_WHAT TO WORK ON_
**a)** Rewrite the Pix article's passage between "The BCB has" and "through direct PSPs.", inclusive, substituting "backup plans" for "contingency plans".
**b)** According to the Pix article, how many participants did Pix have at the end of January 2022?

_TEXT_
^^^^^^^^^^^^^^^^

Central Bank of Brazil
Central Bank of Brazil

“Once they built the rails, in under 12 months, [Pix] supported 100 million users and 1 billion monthly transactions,” Jackie Reses, chairman of the Economic Development Council at the Federal Reserve Bank of San Francisco, told the US Monetary Policy Forum in February 2022. “That includes 40 million people who used the platform to make their first ever bank transfer. India saw similar success, albeit on a slower timeline.”

Pix usage is spread across Brazil’s demographics, but is most active among those in their 20s, 30s and 40s. In December 2021, usage was: 5% for people aged 19 or under; 34% among those in their 20s; 31% for people in their 30s; 18% for those in their 40s; 8% for people in their 50s; and 4% for those over 60.

There were 774 participants in Pix as of the end of January 2022 – of which 611 were credit co-operatives, 73 were payment institutions, 64 were types of bank, with the remainder including credit societies, and association and government entities. Any payment service provider (PSP) with more than half a million active customers is legally required to join Pix. All other banks and non-banking PSPs can join, as overseen by the central bank. The BCB says that more than 80 institutions are in the process of joining. By opening the payment system to smaller financial institutions outside the traditional two-tiered banking system, the Central Bank of Brazil has encouraged financial inclusion and rapid market adoption. To encourage further inclusion, individuals are not charged fees for Pix transactions.

More than 1 billion Pix transactions take place per month, with 50 million transactions – the highest daily total so far – occurring on November 5. A total of 45.6 million Pix participants did not previously use Ted, a common credit transfer mechanism in Brazil, in the year prior to Pix’s launch. The Central Bank of Brazil says that this demonstrates the ease of using Pix and its ability to support financial inclusion.


Despite its successes, the Pix system has faced some problems. For example, criminals have forced payments to be made during kidnappings, particularly in high-crime areas such as São Paulo and Rio de Janeiro. But the BCB says other payment methods bear a similar risk, and the rise in kidnappings reflects an overall increase in violent crimes after a period when victims were typically isolated at home during the pandemic.

Some practical steps have been taken to discourage such kidnappings. These include introducing upper limits on fund transfers between individuals at night, although higher upper limits can be obtained through registration. The central bank’s goal was to decrease the upper limit, to act as a deterrent to criminals, while still facilitating most transactions. Internal studies from the BCB found that 95% of transactions occurred beneath this upper limit.

The BCB has run a dedicated secure proprietary network since 2002 without any security breaches, and uses “multiple embedded security devices” to protect against fraud, with the central bank supervising and regulating PSPs’ interactions in the network. The central bank said that it has contingency plans in place for each provider. Indirect payment service providers operate on a ‘sub-layer’, and they can query Pix keys and settle transactions only through direct PSPs.

The BCB believes that the login function required to enter Pix is already a marked security improvement compared with credit and debit cards. Depending on the app and the PSP, logins may require face scans, passwords, biometrics or two-factor authentication.

The overall success of Pix has attracted plenty of attention from its neighbours. “We were impressed with the introduction of a fast payment system in Brazil last year. We hope that we can develop in a similar way,” Central Bank of Uruguay governor Diego Labat tells Central Banking.

In the future, the Pix team is looking to create cross-border, contactless and offline payment capabilities.

^^^^^^^^^^^^^^^^

(Stored data entries)
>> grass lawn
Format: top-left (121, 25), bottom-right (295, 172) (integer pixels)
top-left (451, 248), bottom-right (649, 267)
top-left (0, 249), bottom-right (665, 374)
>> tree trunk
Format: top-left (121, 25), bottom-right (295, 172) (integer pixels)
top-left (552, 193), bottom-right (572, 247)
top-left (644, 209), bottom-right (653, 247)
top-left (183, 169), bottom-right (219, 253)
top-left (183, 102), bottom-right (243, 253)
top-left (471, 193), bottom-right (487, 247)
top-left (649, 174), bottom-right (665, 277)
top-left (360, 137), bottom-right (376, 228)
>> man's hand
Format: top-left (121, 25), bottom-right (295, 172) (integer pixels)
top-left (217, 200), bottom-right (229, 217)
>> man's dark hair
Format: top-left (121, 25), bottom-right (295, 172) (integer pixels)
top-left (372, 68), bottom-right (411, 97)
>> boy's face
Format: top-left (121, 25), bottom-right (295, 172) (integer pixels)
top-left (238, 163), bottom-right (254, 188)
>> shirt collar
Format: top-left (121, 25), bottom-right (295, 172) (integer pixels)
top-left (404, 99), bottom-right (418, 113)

^^^^^^^^^^^^^^^^

_RESPONSES BY ITEM NUMBER_
**a)**
The BCB has run a dedicated secure proprietary network since 2002 without any security breaches, and uses “multiple embedded security devices” to protect against fraud, with the central bank supervising and regulating PSPs’ interactions in the network. The central bank said that it has backup plans in place for each provider. Indirect payment service providers operate on a ‘sub-layer’, and they can query Pix keys and settle transactions only through direct PSPs.

**b)** 774